Konsep forest city yang akan diterapkan akan lebih baik jika konsep itu di desain dibekas lahan yang telah
memiliki masalah lingkungan sehingga akan meningkatkan daya dukung lingkungan.
Artinya lingkungan alam tidak di buka akan tetapi melakukan pemulihan atau
restorasi lingkungan, atau biasa dikenal dengan lingkungan buatan pada lokasi
lahan kritis.
Oleh karena forest city akan membangun ruang terbuka hijau (RTH) minimal 50% dari luas ibu kota, pemanfaatan energi
terbarukan, desain bangunan hijau untuk efisiensi dan korservasi air dan energi begitu juga dengan transportasi publik berbasis rel seperti Moda Raya
Terpadu (MRT).

▶ TUGAS LATIHAN:
**a.** Jawablah pertanyaan berikut berdasarkan bacaan tentang konsep forest city.
(i) Di lahan seperti apa konsep forest city sebaiknya didesain?
(ii) Berapa luas minimal ruang terbuka hijau (RTH) yang akan dibangun?
(iii) Transportasi publik berbasis rel apa yang disebut sebagai contoh?
**b.** Teruskan bacaan tentang konsep forest city dengan satu paragraf pendek yang dimulai setelah kalimat terakhirnya.

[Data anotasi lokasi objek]
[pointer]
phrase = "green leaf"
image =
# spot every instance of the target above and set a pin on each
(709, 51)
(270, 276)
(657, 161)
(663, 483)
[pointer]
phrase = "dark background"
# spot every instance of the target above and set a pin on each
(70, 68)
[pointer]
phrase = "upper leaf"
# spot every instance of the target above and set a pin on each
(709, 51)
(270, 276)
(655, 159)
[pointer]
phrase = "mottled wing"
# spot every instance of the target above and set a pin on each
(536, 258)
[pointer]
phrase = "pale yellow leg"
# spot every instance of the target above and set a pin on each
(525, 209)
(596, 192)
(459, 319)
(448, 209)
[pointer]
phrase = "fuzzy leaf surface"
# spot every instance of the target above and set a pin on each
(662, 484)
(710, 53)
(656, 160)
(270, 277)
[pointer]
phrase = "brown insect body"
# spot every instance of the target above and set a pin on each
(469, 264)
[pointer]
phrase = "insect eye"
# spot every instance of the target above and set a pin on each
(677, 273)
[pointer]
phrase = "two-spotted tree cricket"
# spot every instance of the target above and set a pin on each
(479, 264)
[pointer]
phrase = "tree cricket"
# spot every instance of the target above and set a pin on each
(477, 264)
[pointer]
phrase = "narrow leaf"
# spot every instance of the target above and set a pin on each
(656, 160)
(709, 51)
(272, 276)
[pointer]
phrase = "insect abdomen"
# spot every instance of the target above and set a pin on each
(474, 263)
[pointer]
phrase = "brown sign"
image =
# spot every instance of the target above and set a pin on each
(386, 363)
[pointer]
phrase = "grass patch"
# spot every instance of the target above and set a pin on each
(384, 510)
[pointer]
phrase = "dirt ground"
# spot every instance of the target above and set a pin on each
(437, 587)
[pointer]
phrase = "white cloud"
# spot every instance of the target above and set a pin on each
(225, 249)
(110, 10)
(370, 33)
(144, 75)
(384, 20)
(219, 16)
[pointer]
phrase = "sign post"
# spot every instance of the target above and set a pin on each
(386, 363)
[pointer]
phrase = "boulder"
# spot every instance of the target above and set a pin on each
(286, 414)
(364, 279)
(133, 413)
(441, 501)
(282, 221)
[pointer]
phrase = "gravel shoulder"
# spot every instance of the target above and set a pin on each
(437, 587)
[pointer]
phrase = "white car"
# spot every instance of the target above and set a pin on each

▶ JAWABAN LATIHAN:
**a.**
(i) Di bekas lahan yang telah memiliki masalah lingkungan.
(ii) Minimal 50% dari luas ibu kota.
(iii) Moda Raya Terpadu (MRT).

**b.**
Walaupun di dalam pengembangannya tetap akan membuka
lahan baru akan tetapi tidak secara keseluruhan dari total yang dibutuhkan. Untuk
itu dalam dokumen kajian Ibu Kota harus teridentifikasi lahan-lahan kritis
bermasalah agar dapat dipulihkan kualitasnya sebagai bagian dari desain Ibu
Kota Baru.
Jika ini dilakukan tentunya
komitmen pemerintah yang akan memperbaiki kualitas lingkungan di Ibu Kota Baru
akan terjawab, jika tidak Ibu Kota Baru menanti bencana yang lebih besar.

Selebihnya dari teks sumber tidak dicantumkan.